- Stated goal 1:
Can you rewrite the troubleshooting account between "Sure enough, there" and "what a PAIN!", inclusive, replacing "bent pin" with "damaged pin"?
- Stated goal 2:
How would the troubleshooting account go on after its final sentence? Continue it from there.

- Provided passage:
###
First things first, can I post with one stick of RAM? Yes, I could! So I went ahead and installed Windows 8 (which I love, btw), and updated the MB BIOS. Shut down, installed all 4 sticks again, and still no joy. Error Code 55. 

Next, I tried different RAM slots. I quickly learned that I only had the error when using the second channel for the RAM (right 2 DIMM slots). Well, that ruled out RAM and BIOS as the issue. There is only one more thing that I can do to narrow this down, and that was to check for bent CPU Socket pins. I had nothing else to test the MB or CPU on.

Sure enough, there was a bent pin.








I still don't know how that pin got bent. I do know that in trying to fix it, I bent several other pins! Man, what a PAIN! 

I eventually went to Walmart and got a small 5x magnifying glass w/ a build in LED, and some sowing needles. It took me several hours to finally get everything the way I wanted, but in the end, they were all straight.

I poped the CPU back in, took it out, and checked the pins for the umpteenth time. YES!! NO MORE BENT PINS!!! Put the CPU back in, with some fresh Antec thermal paste from the local Best Buy, and everything works like a charm!
###
- Data:

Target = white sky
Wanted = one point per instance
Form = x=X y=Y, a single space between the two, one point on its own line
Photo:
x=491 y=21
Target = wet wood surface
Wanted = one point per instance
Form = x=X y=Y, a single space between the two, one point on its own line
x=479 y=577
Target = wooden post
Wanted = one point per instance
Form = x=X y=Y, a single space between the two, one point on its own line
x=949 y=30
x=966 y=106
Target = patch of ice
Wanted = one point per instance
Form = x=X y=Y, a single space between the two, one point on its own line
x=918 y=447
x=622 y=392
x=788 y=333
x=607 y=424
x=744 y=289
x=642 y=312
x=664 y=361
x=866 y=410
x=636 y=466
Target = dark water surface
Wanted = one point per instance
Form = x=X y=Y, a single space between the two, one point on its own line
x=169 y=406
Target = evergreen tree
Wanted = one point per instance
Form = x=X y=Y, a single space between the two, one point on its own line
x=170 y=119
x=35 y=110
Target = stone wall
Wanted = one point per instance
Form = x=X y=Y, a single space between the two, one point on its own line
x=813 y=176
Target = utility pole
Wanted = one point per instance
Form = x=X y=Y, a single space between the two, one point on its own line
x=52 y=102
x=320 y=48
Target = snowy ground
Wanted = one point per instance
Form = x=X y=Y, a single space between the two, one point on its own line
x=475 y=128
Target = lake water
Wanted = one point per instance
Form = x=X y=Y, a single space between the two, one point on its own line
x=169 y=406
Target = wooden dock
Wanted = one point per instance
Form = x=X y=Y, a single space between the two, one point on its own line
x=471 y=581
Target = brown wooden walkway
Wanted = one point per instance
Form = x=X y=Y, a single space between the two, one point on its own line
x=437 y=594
###
- Expected output 1:
Sure enough, there was a damaged pin.








I still don't know how that pin got bent. I do know that in trying to fix it, I bent several other pins! Man, what a PAIN!

- Expected output 2:
So far, the MSI Command Center works well. I love how I can control all of my fans from the CC software (MB has connectors for 2 CPU fans and 3 SYS fans). However, the integrated RAMDisk software is absolutely HORRIBLE! I played with it for hours and never got it to work properly. I ended up downloading and using DataRAM RAMDisk, which works like a charm.

I still like the 600t case, but had I known that the H100i would not fit w/ a Z87 chipset,  that the plastic tabs holding the panels on were so brittle (2 have broken off while I tried to remove the from plastic panel), and that I would not be using the integrated fan controller I would have gone with another option. What I do really like though is that since it has 2 200mm fans, I only have and only need 3 case fans, and I can run them all from my MB and control them from MSI CC, as previously stated. This also makes cable management easier.

One thing I am concerned about is the NH-D14 fitting over my current RAM. The heatsinks on the RAM sticks are not particular large or tall, so I'm hoping they ft right over the cooler. If not, I will remove the RAM coolers. I do not suspect that these RAM sticks will be getting very hot with the airflow in this case.


I will update then I get the GTX 780, NH-D14, and additional HDDs and fans installed!


Shout Out to Lia, Love ya girl


----------



## drdeathx (Jun 17, 2013)

Take a needle or pin and slowly straighten it. Take it from someone who bent a few in his day. It may not even need straitening. Sometimes it has no ill effect from 1 pin..


Great choice of hardware too BTW....


----------



## brandonwh64 (Jun 18, 2013)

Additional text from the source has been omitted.